--- Supplied information ---

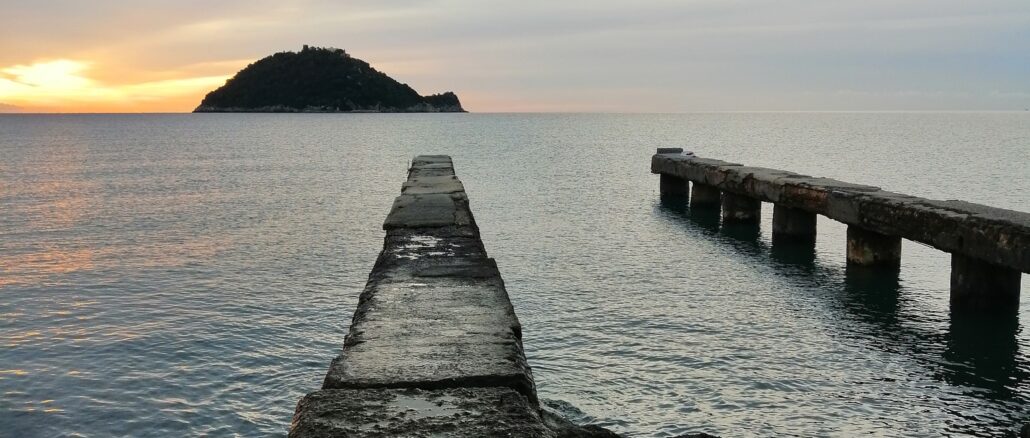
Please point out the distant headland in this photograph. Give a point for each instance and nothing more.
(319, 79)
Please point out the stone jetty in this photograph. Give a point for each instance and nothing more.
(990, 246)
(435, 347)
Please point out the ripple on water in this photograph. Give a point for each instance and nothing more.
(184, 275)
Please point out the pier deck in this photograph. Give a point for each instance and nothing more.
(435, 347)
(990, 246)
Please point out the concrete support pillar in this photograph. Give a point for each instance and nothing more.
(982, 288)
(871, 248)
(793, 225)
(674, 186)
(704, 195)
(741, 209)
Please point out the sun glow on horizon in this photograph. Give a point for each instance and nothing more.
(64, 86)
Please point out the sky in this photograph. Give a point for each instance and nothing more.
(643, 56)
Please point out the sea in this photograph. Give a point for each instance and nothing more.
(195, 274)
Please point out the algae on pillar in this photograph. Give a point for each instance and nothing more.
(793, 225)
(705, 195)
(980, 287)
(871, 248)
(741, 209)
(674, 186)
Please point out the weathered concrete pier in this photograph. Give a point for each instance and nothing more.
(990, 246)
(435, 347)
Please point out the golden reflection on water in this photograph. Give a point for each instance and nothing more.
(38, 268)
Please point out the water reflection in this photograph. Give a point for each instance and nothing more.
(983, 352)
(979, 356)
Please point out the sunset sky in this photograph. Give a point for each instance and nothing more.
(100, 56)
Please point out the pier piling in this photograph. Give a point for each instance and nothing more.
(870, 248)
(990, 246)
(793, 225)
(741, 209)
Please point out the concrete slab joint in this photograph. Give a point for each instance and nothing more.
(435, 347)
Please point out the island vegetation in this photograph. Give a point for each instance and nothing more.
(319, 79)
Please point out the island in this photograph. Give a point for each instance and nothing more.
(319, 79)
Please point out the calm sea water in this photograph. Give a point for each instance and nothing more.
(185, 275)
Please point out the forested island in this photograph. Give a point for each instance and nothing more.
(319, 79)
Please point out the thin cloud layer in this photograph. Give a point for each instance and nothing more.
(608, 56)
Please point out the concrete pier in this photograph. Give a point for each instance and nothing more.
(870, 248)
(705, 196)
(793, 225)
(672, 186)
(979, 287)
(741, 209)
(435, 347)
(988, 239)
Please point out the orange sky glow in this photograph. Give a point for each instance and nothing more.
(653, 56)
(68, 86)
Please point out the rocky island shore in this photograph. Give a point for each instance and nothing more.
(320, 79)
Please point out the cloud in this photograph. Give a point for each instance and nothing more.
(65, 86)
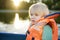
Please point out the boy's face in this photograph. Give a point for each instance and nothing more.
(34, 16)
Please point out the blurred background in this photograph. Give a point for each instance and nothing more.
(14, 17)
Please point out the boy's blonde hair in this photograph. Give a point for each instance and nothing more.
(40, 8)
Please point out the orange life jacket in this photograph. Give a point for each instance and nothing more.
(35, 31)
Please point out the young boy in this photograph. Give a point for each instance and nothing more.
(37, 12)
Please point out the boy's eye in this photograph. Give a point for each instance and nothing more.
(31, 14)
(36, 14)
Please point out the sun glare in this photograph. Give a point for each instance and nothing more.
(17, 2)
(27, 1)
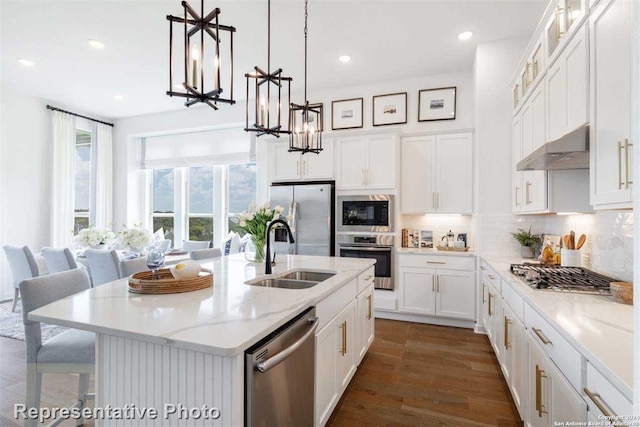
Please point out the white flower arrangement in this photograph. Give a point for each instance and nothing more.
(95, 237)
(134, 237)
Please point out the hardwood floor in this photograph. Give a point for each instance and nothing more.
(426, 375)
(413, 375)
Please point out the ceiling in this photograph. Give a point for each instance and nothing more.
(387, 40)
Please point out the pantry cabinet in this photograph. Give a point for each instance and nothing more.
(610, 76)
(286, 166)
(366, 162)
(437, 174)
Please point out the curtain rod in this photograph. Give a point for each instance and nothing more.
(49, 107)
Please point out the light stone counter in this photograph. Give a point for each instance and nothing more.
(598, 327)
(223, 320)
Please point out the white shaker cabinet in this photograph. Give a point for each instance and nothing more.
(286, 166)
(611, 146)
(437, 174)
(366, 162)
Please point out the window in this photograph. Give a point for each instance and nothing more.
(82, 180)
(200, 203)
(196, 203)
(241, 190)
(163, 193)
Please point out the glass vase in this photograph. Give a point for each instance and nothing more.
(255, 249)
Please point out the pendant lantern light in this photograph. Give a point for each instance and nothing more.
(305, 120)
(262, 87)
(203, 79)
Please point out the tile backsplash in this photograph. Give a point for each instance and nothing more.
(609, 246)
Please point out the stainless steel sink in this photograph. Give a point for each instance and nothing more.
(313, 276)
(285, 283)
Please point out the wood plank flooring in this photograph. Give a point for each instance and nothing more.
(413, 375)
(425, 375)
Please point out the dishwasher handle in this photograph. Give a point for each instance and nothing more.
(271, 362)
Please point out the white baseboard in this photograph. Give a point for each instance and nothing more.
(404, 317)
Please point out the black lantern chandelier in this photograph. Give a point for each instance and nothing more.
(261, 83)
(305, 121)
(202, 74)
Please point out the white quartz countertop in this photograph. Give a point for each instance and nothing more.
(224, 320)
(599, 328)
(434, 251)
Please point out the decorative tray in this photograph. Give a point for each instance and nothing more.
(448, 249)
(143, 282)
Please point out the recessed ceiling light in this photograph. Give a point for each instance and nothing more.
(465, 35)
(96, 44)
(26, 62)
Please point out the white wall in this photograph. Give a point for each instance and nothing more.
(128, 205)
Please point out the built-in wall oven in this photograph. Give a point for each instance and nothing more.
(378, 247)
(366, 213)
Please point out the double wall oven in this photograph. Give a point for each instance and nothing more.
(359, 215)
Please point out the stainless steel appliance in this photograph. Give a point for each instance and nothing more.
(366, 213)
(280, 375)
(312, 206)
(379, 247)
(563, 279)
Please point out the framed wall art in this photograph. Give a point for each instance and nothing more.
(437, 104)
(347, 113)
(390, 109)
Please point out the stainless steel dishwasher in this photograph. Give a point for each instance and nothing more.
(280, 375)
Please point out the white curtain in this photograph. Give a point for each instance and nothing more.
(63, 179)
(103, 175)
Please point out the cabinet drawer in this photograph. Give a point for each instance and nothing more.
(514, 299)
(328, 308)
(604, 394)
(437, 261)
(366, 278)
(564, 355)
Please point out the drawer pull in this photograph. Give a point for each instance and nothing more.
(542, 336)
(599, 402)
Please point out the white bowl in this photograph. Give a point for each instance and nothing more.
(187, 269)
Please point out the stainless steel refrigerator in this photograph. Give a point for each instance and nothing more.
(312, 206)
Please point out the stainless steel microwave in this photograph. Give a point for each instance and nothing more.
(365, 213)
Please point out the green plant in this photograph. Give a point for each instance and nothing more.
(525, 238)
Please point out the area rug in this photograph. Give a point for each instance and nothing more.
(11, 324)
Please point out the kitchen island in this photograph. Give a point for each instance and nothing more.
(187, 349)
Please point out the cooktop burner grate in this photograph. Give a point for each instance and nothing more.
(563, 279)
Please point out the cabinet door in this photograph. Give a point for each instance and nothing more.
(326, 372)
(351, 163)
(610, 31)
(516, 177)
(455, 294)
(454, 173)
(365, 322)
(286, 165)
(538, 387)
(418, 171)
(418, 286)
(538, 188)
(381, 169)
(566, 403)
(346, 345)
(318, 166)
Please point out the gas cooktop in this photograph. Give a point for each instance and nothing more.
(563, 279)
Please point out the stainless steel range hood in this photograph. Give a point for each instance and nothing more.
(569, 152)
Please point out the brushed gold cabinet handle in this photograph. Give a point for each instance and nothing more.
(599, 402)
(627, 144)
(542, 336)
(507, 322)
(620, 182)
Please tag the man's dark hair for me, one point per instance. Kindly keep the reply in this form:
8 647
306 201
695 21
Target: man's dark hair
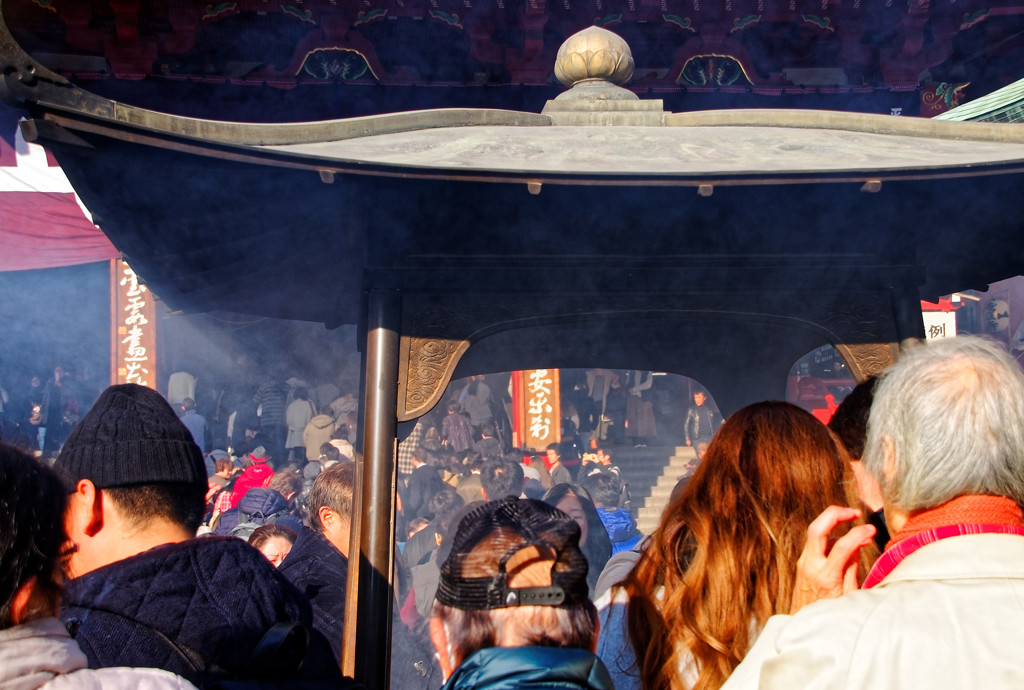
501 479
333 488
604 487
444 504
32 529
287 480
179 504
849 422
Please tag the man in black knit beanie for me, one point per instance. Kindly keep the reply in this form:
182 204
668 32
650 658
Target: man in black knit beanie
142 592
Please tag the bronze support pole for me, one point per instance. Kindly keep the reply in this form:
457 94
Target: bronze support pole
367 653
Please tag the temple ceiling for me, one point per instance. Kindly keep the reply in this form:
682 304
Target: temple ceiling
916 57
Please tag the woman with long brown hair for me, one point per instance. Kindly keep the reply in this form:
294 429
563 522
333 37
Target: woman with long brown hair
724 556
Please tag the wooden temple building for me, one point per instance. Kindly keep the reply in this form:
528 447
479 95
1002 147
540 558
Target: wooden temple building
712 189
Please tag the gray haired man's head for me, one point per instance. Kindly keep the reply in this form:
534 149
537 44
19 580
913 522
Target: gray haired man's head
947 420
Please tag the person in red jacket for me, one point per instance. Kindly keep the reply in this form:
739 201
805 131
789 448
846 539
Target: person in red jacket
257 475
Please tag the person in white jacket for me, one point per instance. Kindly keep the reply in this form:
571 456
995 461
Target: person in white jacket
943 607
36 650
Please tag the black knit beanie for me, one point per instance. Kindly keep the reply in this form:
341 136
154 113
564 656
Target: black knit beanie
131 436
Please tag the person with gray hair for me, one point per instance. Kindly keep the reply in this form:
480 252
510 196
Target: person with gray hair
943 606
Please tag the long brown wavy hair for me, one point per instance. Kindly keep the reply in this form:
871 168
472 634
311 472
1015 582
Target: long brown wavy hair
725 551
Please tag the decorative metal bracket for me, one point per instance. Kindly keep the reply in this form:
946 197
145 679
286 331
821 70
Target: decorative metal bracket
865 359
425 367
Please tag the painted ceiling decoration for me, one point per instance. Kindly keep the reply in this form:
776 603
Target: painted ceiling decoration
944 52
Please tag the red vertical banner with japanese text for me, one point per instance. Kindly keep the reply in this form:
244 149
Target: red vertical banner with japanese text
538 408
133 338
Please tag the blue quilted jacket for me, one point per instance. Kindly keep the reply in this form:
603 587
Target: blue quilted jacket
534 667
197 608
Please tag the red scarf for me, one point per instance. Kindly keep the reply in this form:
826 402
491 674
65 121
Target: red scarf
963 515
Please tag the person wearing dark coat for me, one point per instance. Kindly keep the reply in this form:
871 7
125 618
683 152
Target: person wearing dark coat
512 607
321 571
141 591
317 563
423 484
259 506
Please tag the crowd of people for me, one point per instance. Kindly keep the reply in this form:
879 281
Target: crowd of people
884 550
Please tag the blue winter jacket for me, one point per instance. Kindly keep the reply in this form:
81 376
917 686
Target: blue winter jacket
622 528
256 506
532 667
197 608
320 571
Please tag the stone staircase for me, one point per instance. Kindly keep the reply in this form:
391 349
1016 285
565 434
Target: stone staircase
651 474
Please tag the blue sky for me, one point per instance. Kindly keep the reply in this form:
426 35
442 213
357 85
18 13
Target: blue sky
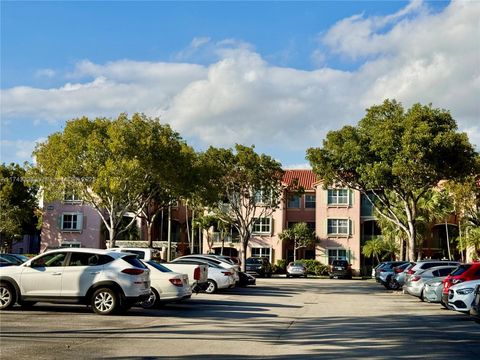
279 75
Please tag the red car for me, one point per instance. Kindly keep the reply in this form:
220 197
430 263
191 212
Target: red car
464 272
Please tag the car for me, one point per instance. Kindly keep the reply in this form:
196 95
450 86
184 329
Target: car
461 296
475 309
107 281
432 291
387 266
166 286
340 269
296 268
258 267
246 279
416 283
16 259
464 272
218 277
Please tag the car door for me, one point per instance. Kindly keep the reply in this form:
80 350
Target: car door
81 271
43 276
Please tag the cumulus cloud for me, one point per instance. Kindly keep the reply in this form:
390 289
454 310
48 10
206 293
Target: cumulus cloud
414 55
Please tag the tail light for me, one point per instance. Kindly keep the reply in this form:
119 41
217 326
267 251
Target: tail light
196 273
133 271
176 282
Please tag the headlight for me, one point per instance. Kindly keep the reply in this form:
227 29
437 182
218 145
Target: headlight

---

For the string "headlight", go through the entries above and copy each line where it occurs.

Solution to this task
Please tag the headlight for me, one point per instance. Kindly keep the reply in this form:
Target: headlight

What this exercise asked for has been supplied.